In the passage on recess and physical activity, rewrite the part that opens with "But what about" and closes with "choose to do it.", changing "power walks" to "brisk walks".

_SELECTED EXTRACT_
-----
Recommendation: A solid body of research suggests that at the K–5 level, twenty to thirty minutes of recess (or its equivalent) should be mandatory daily. Any district that mandates this must then create a climate that encourages and supports it. In California, one hundred minutes a week of physical activity is the law at the K–5 level. But it does not happen in many classes. Teachers, who don't know the research, are tempted to cut out the recess. Mixed messages and testing pressures mean that many teachers skip recess out of fear of lowered test scores. In the United States, more than two out of three secondary students (68 percent) do not participate in a daily physical education program.11 At the 6–12 level, the research supports a daily choice of voluntary gross motor activities including power walking, swimming, jogging, team sports, cycling, treadmill, or similar choices. But again, this rarely happens. If the physical education program seems "broken," then fix it; do not throw it out.
But what about students who don't want to do exercise or physical activity? Find something they do like. It is that fundamental to the brain. The goal is to get students to participate in daily gross motor physical activity voluntarily. So offer a range of choices: team sports such as soccer, treadmill, stair climber, bicycling, power walks, jogging, swimming, cycling, or dance or ballet. More options increase the likelihood that something will be attractive to each student. The key is that they choose to do it.
-----
_MATERIAL SUPPLIED_
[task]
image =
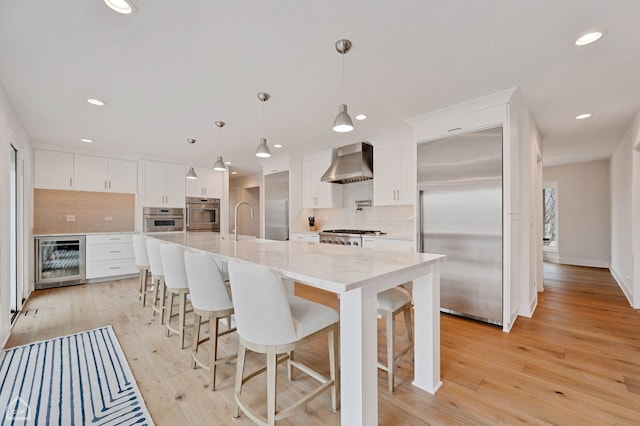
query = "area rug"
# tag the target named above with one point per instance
(81, 379)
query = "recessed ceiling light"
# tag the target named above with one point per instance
(96, 102)
(589, 38)
(126, 7)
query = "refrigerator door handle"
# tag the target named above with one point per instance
(286, 220)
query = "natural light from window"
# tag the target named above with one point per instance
(550, 229)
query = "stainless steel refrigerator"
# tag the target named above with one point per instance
(460, 184)
(276, 206)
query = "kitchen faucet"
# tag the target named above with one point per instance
(235, 217)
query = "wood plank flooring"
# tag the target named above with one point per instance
(577, 361)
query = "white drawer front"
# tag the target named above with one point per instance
(109, 239)
(103, 269)
(109, 252)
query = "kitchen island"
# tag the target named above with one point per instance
(356, 275)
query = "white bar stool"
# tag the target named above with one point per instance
(175, 279)
(391, 303)
(272, 323)
(210, 299)
(157, 275)
(142, 261)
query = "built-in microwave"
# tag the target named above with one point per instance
(162, 219)
(203, 214)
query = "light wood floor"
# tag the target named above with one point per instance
(577, 361)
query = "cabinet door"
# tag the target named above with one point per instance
-----
_RIGHT ANSWER_
But what about students who don't want to do exercise or physical activity? Find something they do like. It is that fundamental to the brain. The goal is to get students to participate in daily gross motor physical activity voluntarily. So offer a range of choices: team sports such as soccer, treadmill, stair climber, bicycling, brisk walks, jogging, swimming, cycling, or dance or ballet. More options increase the likelihood that something will be attractive to each student. The key is that they choose to do it.